→ **Exercise description**:
Copy the passage on Accattone from "Within the bawdy, deprecating" through "of his character.", word for word.

→ **Passage given**:
Within the bawdy, deprecating dialogue of the working class characters are hints of allegory and poetry, flourishes of something more lyrical than these characters would otherwise manage. Yet, the writing always feels genuine as they leave the characters’ lips.
Accattone (Franco Citti), the “begger” (or “deadbeat,” depending on the translation) is a pimp and a smooth-talking manipulator. But Pasolini presents him as a Christ-figure, with religious language and iconography weaving its way into the structure of his character.
Yet Accattone is cruel and prideful. His introduction shows him boasting over the celebration that his funeral will be and how he wishes to be buried with his gold (the little he has) like a pharaoh. When one of his prostitutes breaks her leg, he accosts her and forces her out on the street all the same. This results in her being subjected to further cruelty by men who Accattone spited in his pride. She later goes on to tacitly defend him in front of the authorities.
This criminality is painted as a lower working class struggle. Accattone and his friends joke about the little Accattone has, and he gets drunk off wine and starts on about the strife of his work. In one scene, he travels to a farm and talks with those working there about getting by on long hours of labor and the little they have to eat on.
The complicated nature of this relationship is the crux of Pasolini’s neorealist meditation.

→ **Data extract**:
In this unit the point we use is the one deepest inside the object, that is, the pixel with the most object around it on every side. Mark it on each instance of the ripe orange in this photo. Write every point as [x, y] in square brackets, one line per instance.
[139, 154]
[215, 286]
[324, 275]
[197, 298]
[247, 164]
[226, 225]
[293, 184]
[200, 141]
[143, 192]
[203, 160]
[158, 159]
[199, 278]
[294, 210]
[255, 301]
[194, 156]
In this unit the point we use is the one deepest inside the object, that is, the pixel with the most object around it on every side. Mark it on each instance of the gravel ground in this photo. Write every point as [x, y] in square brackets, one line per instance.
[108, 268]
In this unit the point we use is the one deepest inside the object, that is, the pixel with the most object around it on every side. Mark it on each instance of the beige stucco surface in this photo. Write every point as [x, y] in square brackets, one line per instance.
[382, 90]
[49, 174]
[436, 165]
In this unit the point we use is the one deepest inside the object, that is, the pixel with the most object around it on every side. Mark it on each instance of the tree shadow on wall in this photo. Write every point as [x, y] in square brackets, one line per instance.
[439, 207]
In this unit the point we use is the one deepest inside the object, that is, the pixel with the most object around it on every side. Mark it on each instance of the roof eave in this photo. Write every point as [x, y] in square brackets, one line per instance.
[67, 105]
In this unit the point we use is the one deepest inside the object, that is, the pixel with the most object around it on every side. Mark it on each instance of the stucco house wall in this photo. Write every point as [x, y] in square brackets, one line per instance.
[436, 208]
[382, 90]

→ **Output of the task**:
Within the bawdy, deprecating dialogue of the working class characters are hints of allegory and poetry, flourishes of something more lyrical than these characters would otherwise manage. Yet, the writing always feels genuine as they leave the characters’ lips.
Accattone (Franco Citti), the “begger” (or “deadbeat,” depending on the translation) is a pimp and a smooth-talking manipulator. But Pasolini presents him as a Christ-figure, with religious language and iconography weaving its way into the structure of his character.